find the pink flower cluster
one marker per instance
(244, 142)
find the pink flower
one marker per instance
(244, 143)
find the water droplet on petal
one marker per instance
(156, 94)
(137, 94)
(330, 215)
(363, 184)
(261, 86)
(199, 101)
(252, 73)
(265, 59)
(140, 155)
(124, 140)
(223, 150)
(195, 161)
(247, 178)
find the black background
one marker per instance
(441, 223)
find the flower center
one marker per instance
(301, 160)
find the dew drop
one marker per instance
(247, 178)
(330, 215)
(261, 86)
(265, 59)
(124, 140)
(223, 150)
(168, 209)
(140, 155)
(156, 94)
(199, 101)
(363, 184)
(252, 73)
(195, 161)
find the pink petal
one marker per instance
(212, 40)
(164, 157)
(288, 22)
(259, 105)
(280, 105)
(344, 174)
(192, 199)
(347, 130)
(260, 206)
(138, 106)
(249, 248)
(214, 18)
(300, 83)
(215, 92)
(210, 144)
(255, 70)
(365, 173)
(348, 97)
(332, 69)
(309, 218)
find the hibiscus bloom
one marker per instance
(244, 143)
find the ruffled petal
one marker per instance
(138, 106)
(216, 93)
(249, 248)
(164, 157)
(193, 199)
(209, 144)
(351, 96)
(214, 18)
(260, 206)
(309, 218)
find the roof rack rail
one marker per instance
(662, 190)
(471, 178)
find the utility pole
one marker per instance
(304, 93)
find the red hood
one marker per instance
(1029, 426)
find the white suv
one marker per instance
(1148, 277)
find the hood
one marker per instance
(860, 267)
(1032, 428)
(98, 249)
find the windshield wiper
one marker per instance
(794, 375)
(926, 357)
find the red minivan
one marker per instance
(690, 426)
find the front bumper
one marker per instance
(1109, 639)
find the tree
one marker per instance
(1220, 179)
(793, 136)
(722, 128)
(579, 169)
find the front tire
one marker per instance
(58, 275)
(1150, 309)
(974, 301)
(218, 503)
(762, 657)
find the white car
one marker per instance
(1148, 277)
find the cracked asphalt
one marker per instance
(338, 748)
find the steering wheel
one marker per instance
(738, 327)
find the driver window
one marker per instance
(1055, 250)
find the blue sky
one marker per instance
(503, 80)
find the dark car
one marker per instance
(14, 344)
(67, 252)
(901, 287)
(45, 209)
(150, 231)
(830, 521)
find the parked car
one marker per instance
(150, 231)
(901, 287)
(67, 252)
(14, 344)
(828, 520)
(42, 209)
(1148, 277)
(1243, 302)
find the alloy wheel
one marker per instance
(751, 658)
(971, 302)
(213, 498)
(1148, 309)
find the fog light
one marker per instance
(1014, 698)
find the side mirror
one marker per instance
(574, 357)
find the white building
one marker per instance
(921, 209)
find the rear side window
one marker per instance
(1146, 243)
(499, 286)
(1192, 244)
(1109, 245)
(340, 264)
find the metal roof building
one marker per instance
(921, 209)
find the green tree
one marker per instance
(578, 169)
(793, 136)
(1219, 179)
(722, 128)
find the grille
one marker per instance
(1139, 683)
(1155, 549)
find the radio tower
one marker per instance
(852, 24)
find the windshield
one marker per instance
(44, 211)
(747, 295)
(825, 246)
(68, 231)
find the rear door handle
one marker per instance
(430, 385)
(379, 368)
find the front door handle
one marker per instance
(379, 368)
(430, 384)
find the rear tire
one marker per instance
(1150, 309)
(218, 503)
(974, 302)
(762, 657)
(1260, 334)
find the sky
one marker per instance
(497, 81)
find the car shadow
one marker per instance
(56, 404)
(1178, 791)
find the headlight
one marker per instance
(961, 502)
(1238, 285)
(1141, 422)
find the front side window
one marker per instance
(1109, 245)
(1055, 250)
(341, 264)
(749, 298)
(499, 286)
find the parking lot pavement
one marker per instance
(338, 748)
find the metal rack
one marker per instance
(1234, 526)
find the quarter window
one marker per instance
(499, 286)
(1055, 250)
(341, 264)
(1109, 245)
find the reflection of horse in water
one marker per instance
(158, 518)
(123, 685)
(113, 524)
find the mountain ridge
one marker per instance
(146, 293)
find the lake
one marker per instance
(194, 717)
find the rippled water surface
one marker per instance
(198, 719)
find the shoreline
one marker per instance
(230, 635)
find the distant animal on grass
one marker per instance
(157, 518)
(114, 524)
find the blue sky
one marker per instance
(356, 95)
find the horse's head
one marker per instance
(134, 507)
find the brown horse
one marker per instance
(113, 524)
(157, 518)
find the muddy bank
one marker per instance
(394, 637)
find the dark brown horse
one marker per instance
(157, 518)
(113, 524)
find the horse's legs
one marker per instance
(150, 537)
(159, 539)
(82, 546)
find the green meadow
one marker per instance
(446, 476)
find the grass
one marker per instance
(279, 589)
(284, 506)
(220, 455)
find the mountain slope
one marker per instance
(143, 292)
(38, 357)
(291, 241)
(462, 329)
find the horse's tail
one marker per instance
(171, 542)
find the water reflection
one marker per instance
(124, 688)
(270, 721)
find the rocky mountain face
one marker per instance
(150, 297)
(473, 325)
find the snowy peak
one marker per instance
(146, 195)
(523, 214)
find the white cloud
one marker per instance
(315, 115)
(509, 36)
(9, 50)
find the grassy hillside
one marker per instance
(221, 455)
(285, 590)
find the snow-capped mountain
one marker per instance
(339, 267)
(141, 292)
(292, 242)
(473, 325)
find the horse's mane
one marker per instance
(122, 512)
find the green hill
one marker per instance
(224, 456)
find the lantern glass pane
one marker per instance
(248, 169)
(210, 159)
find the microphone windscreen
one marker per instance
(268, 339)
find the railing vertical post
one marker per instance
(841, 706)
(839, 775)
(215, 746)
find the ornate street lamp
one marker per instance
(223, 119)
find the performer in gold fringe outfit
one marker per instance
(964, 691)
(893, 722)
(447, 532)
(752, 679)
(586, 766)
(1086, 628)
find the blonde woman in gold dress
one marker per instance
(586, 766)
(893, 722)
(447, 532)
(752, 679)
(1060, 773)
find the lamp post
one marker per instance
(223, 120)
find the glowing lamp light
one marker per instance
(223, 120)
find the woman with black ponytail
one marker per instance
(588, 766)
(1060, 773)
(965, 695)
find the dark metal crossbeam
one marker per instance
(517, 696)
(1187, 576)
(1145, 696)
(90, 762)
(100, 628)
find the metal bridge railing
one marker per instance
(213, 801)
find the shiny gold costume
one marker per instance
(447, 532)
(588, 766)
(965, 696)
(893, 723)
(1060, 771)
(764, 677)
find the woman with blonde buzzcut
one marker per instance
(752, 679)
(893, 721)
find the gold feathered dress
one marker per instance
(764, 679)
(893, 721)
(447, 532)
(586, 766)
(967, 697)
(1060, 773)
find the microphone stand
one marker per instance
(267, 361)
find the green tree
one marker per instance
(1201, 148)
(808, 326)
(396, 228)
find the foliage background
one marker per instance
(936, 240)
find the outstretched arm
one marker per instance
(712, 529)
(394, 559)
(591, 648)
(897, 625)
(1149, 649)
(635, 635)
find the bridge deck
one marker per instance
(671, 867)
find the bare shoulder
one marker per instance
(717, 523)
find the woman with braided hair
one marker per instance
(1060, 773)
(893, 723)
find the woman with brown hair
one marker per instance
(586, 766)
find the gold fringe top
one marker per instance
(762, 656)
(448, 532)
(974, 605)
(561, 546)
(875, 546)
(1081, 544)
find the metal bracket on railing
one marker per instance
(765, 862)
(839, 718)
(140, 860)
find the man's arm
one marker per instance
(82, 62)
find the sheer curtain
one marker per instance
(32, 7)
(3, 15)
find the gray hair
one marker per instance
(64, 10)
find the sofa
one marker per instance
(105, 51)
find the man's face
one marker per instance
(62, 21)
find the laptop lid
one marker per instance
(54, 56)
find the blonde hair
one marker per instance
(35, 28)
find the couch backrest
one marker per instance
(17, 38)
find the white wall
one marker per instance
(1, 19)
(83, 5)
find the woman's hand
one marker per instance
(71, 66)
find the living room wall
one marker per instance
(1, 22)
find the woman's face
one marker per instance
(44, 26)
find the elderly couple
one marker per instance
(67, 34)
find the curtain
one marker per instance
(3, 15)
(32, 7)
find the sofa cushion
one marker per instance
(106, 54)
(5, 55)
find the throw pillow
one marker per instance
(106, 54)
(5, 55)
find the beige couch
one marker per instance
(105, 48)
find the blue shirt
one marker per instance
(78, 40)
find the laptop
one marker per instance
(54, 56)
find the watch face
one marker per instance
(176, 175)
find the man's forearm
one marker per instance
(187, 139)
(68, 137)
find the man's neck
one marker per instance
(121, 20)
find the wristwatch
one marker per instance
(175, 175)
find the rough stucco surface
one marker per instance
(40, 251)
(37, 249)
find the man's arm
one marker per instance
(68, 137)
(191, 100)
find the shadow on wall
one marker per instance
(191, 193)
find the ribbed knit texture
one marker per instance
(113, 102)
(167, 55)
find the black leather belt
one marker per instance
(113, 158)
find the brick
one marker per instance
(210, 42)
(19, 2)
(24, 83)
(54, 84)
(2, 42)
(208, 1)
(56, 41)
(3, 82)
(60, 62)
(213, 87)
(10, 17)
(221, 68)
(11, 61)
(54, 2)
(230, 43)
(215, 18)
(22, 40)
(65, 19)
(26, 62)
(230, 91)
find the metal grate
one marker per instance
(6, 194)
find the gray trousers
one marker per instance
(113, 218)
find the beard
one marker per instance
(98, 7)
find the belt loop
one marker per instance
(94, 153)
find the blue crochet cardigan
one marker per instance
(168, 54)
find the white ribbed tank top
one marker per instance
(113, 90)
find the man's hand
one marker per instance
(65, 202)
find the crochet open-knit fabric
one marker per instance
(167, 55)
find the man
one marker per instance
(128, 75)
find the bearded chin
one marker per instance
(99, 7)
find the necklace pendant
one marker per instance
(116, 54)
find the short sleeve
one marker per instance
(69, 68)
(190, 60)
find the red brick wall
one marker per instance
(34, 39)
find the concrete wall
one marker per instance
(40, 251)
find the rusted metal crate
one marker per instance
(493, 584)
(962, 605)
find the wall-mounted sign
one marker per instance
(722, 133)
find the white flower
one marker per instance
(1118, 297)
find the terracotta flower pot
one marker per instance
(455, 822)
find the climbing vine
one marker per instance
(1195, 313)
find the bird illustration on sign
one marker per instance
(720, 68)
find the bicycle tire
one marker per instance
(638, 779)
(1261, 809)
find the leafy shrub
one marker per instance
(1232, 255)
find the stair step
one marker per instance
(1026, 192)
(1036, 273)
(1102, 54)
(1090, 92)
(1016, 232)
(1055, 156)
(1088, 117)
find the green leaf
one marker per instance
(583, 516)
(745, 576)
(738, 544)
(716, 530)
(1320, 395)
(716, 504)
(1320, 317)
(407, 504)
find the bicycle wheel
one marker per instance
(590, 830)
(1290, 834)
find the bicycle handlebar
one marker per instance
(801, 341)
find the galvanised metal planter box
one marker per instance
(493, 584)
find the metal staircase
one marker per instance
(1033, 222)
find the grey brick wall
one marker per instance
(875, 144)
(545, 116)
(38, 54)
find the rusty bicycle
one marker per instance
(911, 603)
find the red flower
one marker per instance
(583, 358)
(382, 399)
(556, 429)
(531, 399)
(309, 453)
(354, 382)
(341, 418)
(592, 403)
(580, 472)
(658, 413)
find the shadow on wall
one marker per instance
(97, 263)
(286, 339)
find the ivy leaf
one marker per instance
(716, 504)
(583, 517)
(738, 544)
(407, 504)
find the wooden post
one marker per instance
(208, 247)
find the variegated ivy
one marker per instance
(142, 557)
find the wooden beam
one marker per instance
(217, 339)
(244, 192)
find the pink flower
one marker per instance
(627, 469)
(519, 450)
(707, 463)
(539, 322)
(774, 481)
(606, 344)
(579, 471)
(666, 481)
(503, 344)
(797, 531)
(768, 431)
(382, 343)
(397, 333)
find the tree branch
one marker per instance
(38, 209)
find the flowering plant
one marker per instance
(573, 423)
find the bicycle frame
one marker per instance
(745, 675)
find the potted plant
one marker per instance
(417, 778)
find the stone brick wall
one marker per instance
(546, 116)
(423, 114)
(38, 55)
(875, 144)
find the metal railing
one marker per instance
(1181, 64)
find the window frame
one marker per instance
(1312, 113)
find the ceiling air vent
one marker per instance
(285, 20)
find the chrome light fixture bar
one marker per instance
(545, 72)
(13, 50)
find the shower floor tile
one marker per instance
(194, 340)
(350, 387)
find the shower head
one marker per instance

| Written exercise |
Starting with the line that contains "find the terracotta flower pot", return each line through the last one of the data above, exactly as written and nothing more.

| Result |
find the terracotta flower pot
one marker per instance
(455, 822)
find the climbing vine
one marker per instance
(1195, 313)
find the bird illustration on sign
one marker per instance
(720, 68)
find the bicycle tire
one marker per instance
(638, 779)
(1261, 809)
find the leafy shrub
one marker per instance
(1232, 255)
find the stair step
one marker per instance
(1026, 192)
(1036, 273)
(1102, 54)
(1090, 92)
(1016, 232)
(1055, 156)
(1088, 117)
find the green leaf
one marker per instance
(583, 516)
(745, 576)
(738, 544)
(716, 530)
(1320, 395)
(716, 504)
(1320, 317)
(407, 504)
find the bicycle wheel
one marker per instance
(590, 830)
(1290, 834)
find the bicycle handlebar
one marker per instance
(801, 341)
find the galvanised metal planter box
one marker per instance
(493, 584)
find the metal staircase
one marker per instance
(1033, 222)
find the grey brick wall
one marker per instance
(875, 144)
(545, 116)
(38, 54)
find the rusty bicycle
one marker per instance
(911, 603)
find the red flower
one marker per instance
(583, 358)
(382, 399)
(556, 429)
(531, 399)
(309, 453)
(354, 382)
(341, 418)
(592, 403)
(580, 472)
(658, 413)
find the shadow on wall
one marker per instance
(97, 263)
(286, 339)
find the ivy leaf
one marker per instance
(716, 504)
(583, 517)
(738, 544)
(407, 504)
find the wooden post
one marker per instance
(208, 247)
find the variegated ivy
one marker per instance
(142, 557)
find the wooden beam
one marker per instance
(217, 339)
(244, 192)
find the pink flower
one marker per instance
(627, 469)
(519, 450)
(707, 463)
(539, 322)
(774, 481)
(606, 344)
(579, 471)
(666, 481)
(503, 344)
(797, 531)
(768, 431)
(382, 343)
(397, 333)
find the tree branch
one marker per instance
(38, 209)
find the flowering plant
one marker per instance
(573, 423)
find the bicycle frame
one marker per instance
(745, 675)
find the potted plant
one marker per instance
(417, 778)
find the stone brick wall
one marker per instance
(546, 116)
(423, 114)
(38, 55)
(875, 144)
find the metal railing
one marker per instance
(1181, 64)
find the window frame
one marker per instance
(1312, 113)
find the ceiling air vent
one marker per instance
(285, 20)
find the chrome light fixture bar
one marker per instance
(545, 72)
(13, 50)
find the shower floor tile
one marker per instance
(194, 340)
(350, 387)
find the shower head
one marker per instance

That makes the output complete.